→ **Required task**: Reproduce all of the following data with every occurrence of "Please spot" substituted by "Locate", leaving everything else unchanged. Omit the pictures from your reproduction.

→ **Records provided**:
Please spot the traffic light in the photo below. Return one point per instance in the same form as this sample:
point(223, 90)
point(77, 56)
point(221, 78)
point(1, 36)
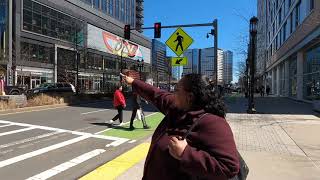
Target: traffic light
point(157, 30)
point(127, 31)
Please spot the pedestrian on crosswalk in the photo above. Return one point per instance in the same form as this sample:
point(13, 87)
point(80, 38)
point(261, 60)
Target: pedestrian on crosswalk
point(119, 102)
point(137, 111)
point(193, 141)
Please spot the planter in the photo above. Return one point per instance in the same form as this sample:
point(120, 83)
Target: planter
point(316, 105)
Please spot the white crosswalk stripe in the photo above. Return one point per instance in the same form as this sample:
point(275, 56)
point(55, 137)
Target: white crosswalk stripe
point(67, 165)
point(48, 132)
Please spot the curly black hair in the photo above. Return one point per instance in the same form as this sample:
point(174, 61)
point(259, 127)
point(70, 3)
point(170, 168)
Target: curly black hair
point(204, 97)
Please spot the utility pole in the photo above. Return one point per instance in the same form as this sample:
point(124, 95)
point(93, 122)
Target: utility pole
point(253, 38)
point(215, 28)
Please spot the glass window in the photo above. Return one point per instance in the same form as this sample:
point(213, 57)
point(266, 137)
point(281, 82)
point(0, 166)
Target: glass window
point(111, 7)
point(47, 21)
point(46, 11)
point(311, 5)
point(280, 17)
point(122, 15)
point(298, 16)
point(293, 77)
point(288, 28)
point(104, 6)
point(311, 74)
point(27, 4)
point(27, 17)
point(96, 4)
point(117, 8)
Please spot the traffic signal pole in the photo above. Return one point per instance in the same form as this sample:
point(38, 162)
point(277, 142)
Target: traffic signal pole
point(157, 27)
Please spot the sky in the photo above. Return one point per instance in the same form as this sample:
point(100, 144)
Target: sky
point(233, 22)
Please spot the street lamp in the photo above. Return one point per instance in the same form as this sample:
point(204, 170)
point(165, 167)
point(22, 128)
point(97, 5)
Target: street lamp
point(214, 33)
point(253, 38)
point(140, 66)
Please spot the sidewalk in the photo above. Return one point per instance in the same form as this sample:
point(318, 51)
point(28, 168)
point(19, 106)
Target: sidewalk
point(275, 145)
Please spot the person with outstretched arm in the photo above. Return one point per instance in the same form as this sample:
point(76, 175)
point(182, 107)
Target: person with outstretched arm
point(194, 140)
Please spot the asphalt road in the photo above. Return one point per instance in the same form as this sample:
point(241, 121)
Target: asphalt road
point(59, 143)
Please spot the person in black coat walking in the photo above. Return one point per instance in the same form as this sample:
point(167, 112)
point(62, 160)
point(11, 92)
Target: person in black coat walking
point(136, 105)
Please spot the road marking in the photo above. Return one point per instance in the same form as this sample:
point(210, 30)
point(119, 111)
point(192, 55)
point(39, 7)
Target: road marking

→ **Answer for the task**:
Locate the traffic light in the photo below. Return one point per instance in the same form as this sample:
point(223, 90)
point(77, 56)
point(221, 78)
point(1, 36)
Target: traffic light
point(157, 30)
point(127, 31)
Locate the pedestrian on crosswalk in the photo above. Return one point per instance in the same form as this sample:
point(13, 87)
point(80, 38)
point(261, 60)
Target: pedestrian on crosswalk
point(119, 102)
point(137, 111)
point(193, 141)
Locate the planter in the photo above. Return one point per instance in the same form as this sample:
point(120, 83)
Target: planter
point(316, 105)
Locate the white crosswalk stripe in the photo above. Return one point per instance in the same form as this sample:
point(275, 56)
point(55, 137)
Target: white crosswalk stripe
point(67, 165)
point(48, 132)
Locate the curly black hair in the photo above. Return one point per instance in the same form as this sample:
point(174, 61)
point(259, 127)
point(70, 3)
point(170, 168)
Target: curly black hair
point(204, 97)
Locate the utility pole in the photo above. Return one point per instance in the same form as this sample:
point(124, 95)
point(93, 122)
Target: utility pole
point(253, 38)
point(215, 28)
Locate the glass window in the photo above. Return one point per instance in the same form as this sample:
point(213, 57)
point(266, 137)
point(281, 82)
point(0, 166)
Target: glass window
point(111, 7)
point(47, 21)
point(46, 11)
point(311, 5)
point(280, 17)
point(122, 15)
point(298, 16)
point(293, 77)
point(288, 28)
point(104, 6)
point(311, 74)
point(27, 4)
point(27, 17)
point(96, 4)
point(117, 8)
Locate the traffic signal pole in the photo above. Return one point per instance in the same form as this sample:
point(38, 162)
point(277, 142)
Target: traffic signal pole
point(157, 27)
Locate the sky in the photo above. Return one point per instance in the same form as this sample:
point(100, 144)
Target: sky
point(233, 22)
Locate the street lamp in the photo above. Return one point per instance in the same form as this sample:
point(204, 170)
point(165, 167)
point(22, 128)
point(97, 5)
Target: street lamp
point(214, 33)
point(253, 38)
point(140, 66)
Locate the sidewalk in the photo above. Return one point per instance in the same form as this sample:
point(318, 51)
point(28, 168)
point(19, 106)
Target: sidewalk
point(275, 145)
Locate the person with outstretched arm in the photo above. Return one point per instance in the same form as this sample:
point(76, 175)
point(182, 107)
Target: person with outstretched arm
point(194, 140)
Locate the asphalt road in the photo above. Return one point per instance in the same form as this sample:
point(241, 121)
Target: asphalt road
point(59, 143)
Locate the person in black coat walking in the photo above. Return one point per instance in the same form as this sample:
point(167, 112)
point(62, 160)
point(11, 92)
Target: person in black coat walking
point(136, 105)
Locate the road marking in the photo above. Return one point per instance in the same form as this sample:
point(210, 30)
point(119, 111)
point(192, 55)
point(39, 7)
Target: road marking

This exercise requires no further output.